» **Data for this task**
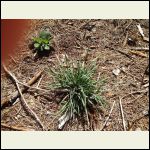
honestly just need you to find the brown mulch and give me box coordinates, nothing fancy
[1,19,149,131]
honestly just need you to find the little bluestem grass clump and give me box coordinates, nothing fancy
[49,58,106,126]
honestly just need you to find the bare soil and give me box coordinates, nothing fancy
[1,19,149,131]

» **Work instructions**
Pictures in the records must not appear in the copy; transcribe everything else precisely.

» **Task answer**
honestly just need you to find the brown mulch and give me box coordinates, nothing fancy
[1,19,149,131]
honestly just need you to find the little bluestem grass clump and give me box coordinates, nothing fancy
[49,58,106,126]
honestly just need you to find the bare soil and give me box coordinates, nothing fancy
[1,19,149,131]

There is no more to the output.